▶ _Daftar Tugas_
a. Ringkas paragraf dalam kutipan teks tentang impor ternak yang diawali "Prof I Wayan menekankan" menjadi satu kalimat yang lebih pendek tanpa menghilangkan fakta utamanya.
b. Ganti nama "Prof I Wayan" menjadi "sang guru besar" pada bentangan kutipan teks tentang impor ternak dari "Kunjungan ini bertujuan" sampai "Prof I Wayan.", lalu sajikan kembali bagian tersebut.
c. Tuliskan kelanjutan kutipan teks tentang impor ternak sapi, dimulai setelah kalimat terakhir yang tercantum.

▶ _Kutipan Teks_
↓
Kunjungan ini bertujuan menggali pandangan akademik mengenai potensi negara-negara alternatif sebagai sumber impor ternak, khususnya dalam konteks mitigasi risiko penyakit hewan seperti Penyakit Mulut dan Kuku (PMK).

 

Prof I Wayan menekankan, pentingnya Indonesia untuk mencari negara-negara alternatif sebagai sumber impor ternak sapi. Menurutnya, langkah ini sangat strategis dalam menjaga ketersediaan pasokan nasional sekaligus memperkuat posisi Indonesia dalam perdagangan internasional.

 

“Mencari alternatif negara lain sebagai sumber ternak sangat penting, agar kita tidak bergantung pada satu negara yang selama ini menjadi pemasok. Hal ini juga berguna untuk memperkuat posisi tawar Indonesia dalam menentukan harga yang layak,” jelas Prof I Wayan.

 

Ia menambahkan, bahwa diversifikasi negara asal sapi akan memperkuat daya saing Indonesia di tengah persaingan global serta memastikan eksistensi Indonesia dalam dinamika perdagangan internasional. “Kita tidak bisa lepas dari pergaulan global (perdagangan internasional). Maka dari itu, Indonesia harus tetap hadir sebagai negara yang berdaulat di tengah kancah perdagangan internasional,” tegasnya.

 

Namun demikian, Prof I Wayan mengingatkan, bahwa setiap keputusan impor harus memperhatikan potensi risiko yang menyertainya. “Segala sesuatu yang memiliki risiko harus dimitigasi secara teknis dan tidak boleh melanggar peraturan perundangan yang berlaku,” ujarnya.
↑
▶ _Data Tercatat_
↓
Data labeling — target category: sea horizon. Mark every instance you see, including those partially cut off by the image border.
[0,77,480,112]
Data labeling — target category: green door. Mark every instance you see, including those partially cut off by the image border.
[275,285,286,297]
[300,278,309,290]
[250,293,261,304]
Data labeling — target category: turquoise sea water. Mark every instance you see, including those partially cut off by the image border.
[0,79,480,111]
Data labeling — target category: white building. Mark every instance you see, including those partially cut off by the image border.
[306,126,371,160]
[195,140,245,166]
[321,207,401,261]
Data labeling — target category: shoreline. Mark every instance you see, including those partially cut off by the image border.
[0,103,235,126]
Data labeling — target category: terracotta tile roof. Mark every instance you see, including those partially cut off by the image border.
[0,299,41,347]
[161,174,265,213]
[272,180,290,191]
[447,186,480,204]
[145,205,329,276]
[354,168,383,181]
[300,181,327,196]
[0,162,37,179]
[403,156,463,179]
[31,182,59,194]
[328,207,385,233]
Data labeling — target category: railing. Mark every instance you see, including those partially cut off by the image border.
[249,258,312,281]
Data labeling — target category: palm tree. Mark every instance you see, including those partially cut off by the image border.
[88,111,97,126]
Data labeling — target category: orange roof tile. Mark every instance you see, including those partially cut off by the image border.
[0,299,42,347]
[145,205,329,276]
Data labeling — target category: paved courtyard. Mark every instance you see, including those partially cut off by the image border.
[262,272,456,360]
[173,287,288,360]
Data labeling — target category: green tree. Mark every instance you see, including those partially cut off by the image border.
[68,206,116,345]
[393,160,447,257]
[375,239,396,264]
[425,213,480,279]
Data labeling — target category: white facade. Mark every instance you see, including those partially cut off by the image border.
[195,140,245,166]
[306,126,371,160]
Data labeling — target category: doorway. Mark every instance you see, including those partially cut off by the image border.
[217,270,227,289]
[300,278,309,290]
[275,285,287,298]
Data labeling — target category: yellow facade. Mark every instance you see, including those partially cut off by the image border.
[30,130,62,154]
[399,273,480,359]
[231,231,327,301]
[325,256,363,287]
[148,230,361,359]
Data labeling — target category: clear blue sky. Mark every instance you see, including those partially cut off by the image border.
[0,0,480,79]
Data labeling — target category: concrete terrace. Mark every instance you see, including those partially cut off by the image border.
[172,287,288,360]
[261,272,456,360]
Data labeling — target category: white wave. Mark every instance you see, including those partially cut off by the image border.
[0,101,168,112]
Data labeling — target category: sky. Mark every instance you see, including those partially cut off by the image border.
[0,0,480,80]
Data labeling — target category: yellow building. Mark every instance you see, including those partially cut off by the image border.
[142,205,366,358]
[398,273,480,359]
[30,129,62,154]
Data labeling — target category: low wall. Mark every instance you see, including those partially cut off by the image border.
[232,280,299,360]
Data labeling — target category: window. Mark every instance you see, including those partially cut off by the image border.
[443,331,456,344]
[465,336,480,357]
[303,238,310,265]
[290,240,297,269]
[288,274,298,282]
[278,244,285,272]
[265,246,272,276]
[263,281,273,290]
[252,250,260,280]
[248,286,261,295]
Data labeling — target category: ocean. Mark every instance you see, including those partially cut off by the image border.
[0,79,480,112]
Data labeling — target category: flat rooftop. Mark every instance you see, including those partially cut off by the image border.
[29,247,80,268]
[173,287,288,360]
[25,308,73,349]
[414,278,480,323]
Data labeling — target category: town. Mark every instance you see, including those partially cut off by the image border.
↑
▶ _Jawaban per Tugas_
a. Prof I Wayan menekankan pentingnya Indonesia mencari negara alternatif sebagai sumber impor sapi karena langkah ini strategis untuk menjaga ketersediaan pasokan nasional dan memperkuat posisi Indonesia dalam perdagangan internasional.

b.
Kunjungan ini bertujuan menggali pandangan akademik mengenai potensi negara-negara alternatif sebagai sumber impor ternak, khususnya dalam konteks mitigasi risiko penyakit hewan seperti Penyakit Mulut dan Kuku (PMK).

 

sang guru besar menekankan, pentingnya Indonesia untuk mencari negara-negara alternatif sebagai sumber impor ternak sapi. Menurutnya, langkah ini sangat strategis dalam menjaga ketersediaan pasokan nasional sekaligus memperkuat posisi Indonesia dalam perdagangan internasional.

 

“Mencari alternatif negara lain sebagai sumber ternak sangat penting, agar kita tidak bergantung pada satu negara yang selama ini menjadi pemasok. Hal ini juga berguna untuk memperkuat posisi tawar Indonesia dalam menentukan harga yang layak,” jelas sang guru besar.

c.
Ia menilai, bahwa Brazil memiliki potensi besar untuk menjadi salah satu negara sumber impor ternak sapi bagi Indonesia. Hal ini disebabkan oleh status Brazil yang telah dinyatakan bebas dari Penyakit Mulut dan Kuku (PMK), baik melalui zona bebas tanpa vaksinasi maupun zona bebas dengan vaksinasi.

 

“Impor sapi dari Brazil tidak bertentangan dengan peraturan perundangan yang berlaku di Indonesia, karena Brazil memiliki status bebas PMK dengan dua kategori yaitu zona bebas tanpa vaksinasi dan zona bebas dengan vaksinasi,” sebut Prof I Wayan.

 

Prof I Wayan menjelaskan, bahwa kebijakan impor dari Brazil sebaiknya disesuaikan dengan kondisi wilayah di Indonesia. Untuk daerah yang masuk dalam kategori zona hijau atau wilayah yang tidak ditemukan kasus PMK, ternak dapat didatangkan dari zona Brazil yang bebas PMK tanpa vaksinasi.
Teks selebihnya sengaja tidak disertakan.